(Aufgaben und Übungen)
- A) Fassen Sie bitte das Interview zum Transhumanismus in zwei Sätzen zusammen.
- B) Zitieren Sie aus dem Interview zum Transhumanismus den Abschnitt von "Was meinen Sie" bis "Jahren zu überwinden.".
- C) Innerhalb welches Zeitraums sollen Altern und Tod laut dem Interview zum Transhumanismus überwunden werden?

Transhumanismus ist eine weltweite gesellschaftliche Bewegung, welche sich dafür einsetzt, Wissenschaft und Technologie zu nutzen, um die menschliche Spezies und das menschliche Leben radikal zu verändern und zu verbessern.

Was meinen Sie mit einer radikalen Veränderung?
Die Transhumanist Party möchte humanitäre Werte aufrechterhalten, die Wissenschaft zur Schaffung globaler Prosperität einsetzen und ein Mehr an Sicherheit durch Technologie erreichen. Eines unserer Ziele ist es, den Wissenschaftlern und Technologen alle notwendigen Ressourcen zur Verfügung zu stellen, um das Altern und den Tod innerhalb vom fünfzehn bis zwanzig Jahren zu überwinden.

Das klingt wie Science-Fiction.
Nein: Eine große und immer zunehmende Anzahl führender Wissenschaftler hält diese Ziele für realisierbar. Transhumanismus ist definitiv keine Science-Fiction. Schauen Sie, wir haben bereits heutzutage unvorstellbar fortschrittliche Technologie: Führerlose Autos, mechanische Herzen, etwa eine halbe Million Menschen haben bereits Implantate an ihren Gehirnen - wir leben bereits in der transhumanistischen Ära! Aber dies ist nur der Anfang.

Sie sind der Gründer der Transhumanist Party. Welche Ziele verfolgt Ihre Partei konkret?
Wir verfolgen drei Hauptziele.

[Einträge aus einem Datensatz mit Punktannotationen]
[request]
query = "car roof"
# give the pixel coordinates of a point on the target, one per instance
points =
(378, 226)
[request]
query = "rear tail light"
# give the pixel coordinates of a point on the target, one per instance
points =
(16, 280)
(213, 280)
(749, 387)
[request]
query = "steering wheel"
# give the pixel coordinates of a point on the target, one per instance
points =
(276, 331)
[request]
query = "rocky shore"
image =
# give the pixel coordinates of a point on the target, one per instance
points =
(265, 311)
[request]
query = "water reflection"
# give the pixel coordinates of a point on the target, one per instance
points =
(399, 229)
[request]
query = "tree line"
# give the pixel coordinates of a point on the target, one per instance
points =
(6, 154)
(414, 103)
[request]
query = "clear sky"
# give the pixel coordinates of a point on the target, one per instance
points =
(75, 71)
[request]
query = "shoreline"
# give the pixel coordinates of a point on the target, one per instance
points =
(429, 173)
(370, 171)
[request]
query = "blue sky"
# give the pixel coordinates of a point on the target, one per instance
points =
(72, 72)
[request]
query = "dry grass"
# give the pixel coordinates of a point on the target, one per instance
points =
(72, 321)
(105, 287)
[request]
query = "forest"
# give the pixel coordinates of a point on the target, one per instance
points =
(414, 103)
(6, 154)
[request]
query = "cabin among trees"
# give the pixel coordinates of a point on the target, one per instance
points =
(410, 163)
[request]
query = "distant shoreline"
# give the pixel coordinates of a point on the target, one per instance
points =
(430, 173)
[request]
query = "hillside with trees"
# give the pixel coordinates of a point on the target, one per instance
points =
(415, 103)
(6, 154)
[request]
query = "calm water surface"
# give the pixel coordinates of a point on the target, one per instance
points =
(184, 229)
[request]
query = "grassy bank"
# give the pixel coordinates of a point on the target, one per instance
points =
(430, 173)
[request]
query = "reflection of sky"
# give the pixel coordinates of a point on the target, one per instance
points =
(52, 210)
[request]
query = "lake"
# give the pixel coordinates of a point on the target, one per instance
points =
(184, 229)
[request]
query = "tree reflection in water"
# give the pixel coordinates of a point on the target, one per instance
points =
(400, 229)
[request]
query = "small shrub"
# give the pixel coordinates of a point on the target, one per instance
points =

(Lösungen je Aufgabe)
- A) Transhumanismus wird als weltweite gesellschaftliche Bewegung beschrieben, die Wissenschaft und Technologie nutzen will, um die menschliche Spezies und das menschliche Leben radikal zu verändern und zu verbessern. Die Transhumanist Party will unter anderem Wissenschaftlern und Technologen alle nötigen Ressourcen geben, um Altern und Tod innerhalb von fünfzehn bis zwanzig Jahren zu überwinden, und laut dem Interview ist Transhumanismus keine Science-Fiction, da es schon heute Technologien wie führerlose Autos, mechanische Herzen und Gehirnimplantate gibt.

- B)
Was meinen Sie mit einer radikalen Veränderung?
Die Transhumanist Party möchte humanitäre Werte aufrechterhalten, die Wissenschaft zur Schaffung globaler Prosperität einsetzen und ein Mehr an Sicherheit durch Technologie erreichen. Eines unserer Ziele ist es, den Wissenschaftlern und Technologen alle notwendigen Ressourcen zur Verfügung zu stellen, um das Altern und den Tod innerhalb vom fünfzehn bis zwanzig Jahren zu überwinden.

- C) Innerhalb von fünfzehn bis zwanzig Jahren.